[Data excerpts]
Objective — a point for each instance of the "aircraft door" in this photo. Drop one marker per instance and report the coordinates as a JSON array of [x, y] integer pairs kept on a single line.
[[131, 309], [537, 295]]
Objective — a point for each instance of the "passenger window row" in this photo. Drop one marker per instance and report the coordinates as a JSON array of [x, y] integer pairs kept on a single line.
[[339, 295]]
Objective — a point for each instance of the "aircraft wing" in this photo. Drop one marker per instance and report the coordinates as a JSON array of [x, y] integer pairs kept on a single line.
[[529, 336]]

EXERCISE BRIEF: Each line above should be copied exactly, with no line missing.

RESULT OF THIS TASK:
Objective — a point for each instance of the "aircraft door" in this photo. Drop one marker per instance and report the coordinates as a JSON array of [x, y] integer pairs kept on a single line.
[[131, 309], [537, 295]]
Objective — a point for each instance of the "passenger window row" in this photo. Drop one marker per instance and report the coordinates as a JSON array of [x, y] integer pairs kept on a single line.
[[339, 295]]
Objective — a point for each instance of the "aircraft wing" in this photo. Drop one marker per instance and report the coordinates as a JSON array of [x, y] integer pairs kept on a single line.
[[529, 336]]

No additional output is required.